» TASK INSTRUCTIONS
Please reproduce word for word the stretch of lines from the one containing "Regulatory review: the metal" through the end of the lines below, including both ends.

╔══

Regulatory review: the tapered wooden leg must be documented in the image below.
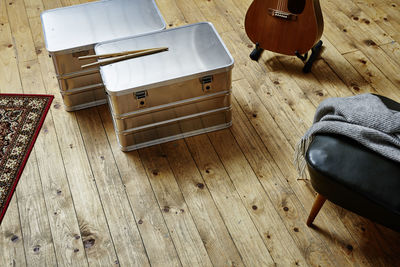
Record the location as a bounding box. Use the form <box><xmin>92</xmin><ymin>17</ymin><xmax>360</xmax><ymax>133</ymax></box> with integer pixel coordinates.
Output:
<box><xmin>307</xmin><ymin>194</ymin><xmax>326</xmax><ymax>226</ymax></box>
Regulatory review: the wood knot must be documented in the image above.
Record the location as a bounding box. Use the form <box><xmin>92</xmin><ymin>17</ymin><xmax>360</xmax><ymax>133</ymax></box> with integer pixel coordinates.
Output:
<box><xmin>364</xmin><ymin>40</ymin><xmax>376</xmax><ymax>46</ymax></box>
<box><xmin>11</xmin><ymin>235</ymin><xmax>19</xmax><ymax>243</ymax></box>
<box><xmin>83</xmin><ymin>238</ymin><xmax>96</xmax><ymax>248</ymax></box>
<box><xmin>33</xmin><ymin>245</ymin><xmax>40</xmax><ymax>253</ymax></box>
<box><xmin>363</xmin><ymin>19</ymin><xmax>371</xmax><ymax>25</ymax></box>
<box><xmin>196</xmin><ymin>183</ymin><xmax>204</xmax><ymax>189</ymax></box>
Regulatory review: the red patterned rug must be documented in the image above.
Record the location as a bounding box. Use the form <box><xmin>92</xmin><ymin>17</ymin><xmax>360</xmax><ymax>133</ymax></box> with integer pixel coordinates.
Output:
<box><xmin>0</xmin><ymin>94</ymin><xmax>53</xmax><ymax>224</ymax></box>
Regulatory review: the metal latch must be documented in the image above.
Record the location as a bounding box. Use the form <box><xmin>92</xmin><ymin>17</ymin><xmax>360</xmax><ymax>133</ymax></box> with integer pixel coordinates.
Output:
<box><xmin>134</xmin><ymin>90</ymin><xmax>147</xmax><ymax>108</ymax></box>
<box><xmin>200</xmin><ymin>75</ymin><xmax>213</xmax><ymax>92</ymax></box>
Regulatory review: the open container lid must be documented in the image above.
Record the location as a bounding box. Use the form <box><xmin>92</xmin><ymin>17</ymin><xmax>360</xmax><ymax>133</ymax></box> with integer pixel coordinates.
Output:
<box><xmin>95</xmin><ymin>22</ymin><xmax>233</xmax><ymax>95</ymax></box>
<box><xmin>41</xmin><ymin>0</ymin><xmax>166</xmax><ymax>53</ymax></box>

╚══

» THE COMPLETED TASK
Regulatory review: the metal latch must be documented in the image above.
Record the location as a bounding box. Use the form <box><xmin>92</xmin><ymin>17</ymin><xmax>360</xmax><ymax>133</ymax></box> with integer pixel coordinates.
Output:
<box><xmin>134</xmin><ymin>90</ymin><xmax>147</xmax><ymax>108</ymax></box>
<box><xmin>200</xmin><ymin>75</ymin><xmax>213</xmax><ymax>92</ymax></box>
Regulatory review: the open container lid must be documented in the image above.
Record the location as a bounding box. Use the form <box><xmin>92</xmin><ymin>17</ymin><xmax>360</xmax><ymax>133</ymax></box> with integer pixel coordinates.
Output:
<box><xmin>95</xmin><ymin>22</ymin><xmax>233</xmax><ymax>95</ymax></box>
<box><xmin>41</xmin><ymin>0</ymin><xmax>166</xmax><ymax>53</ymax></box>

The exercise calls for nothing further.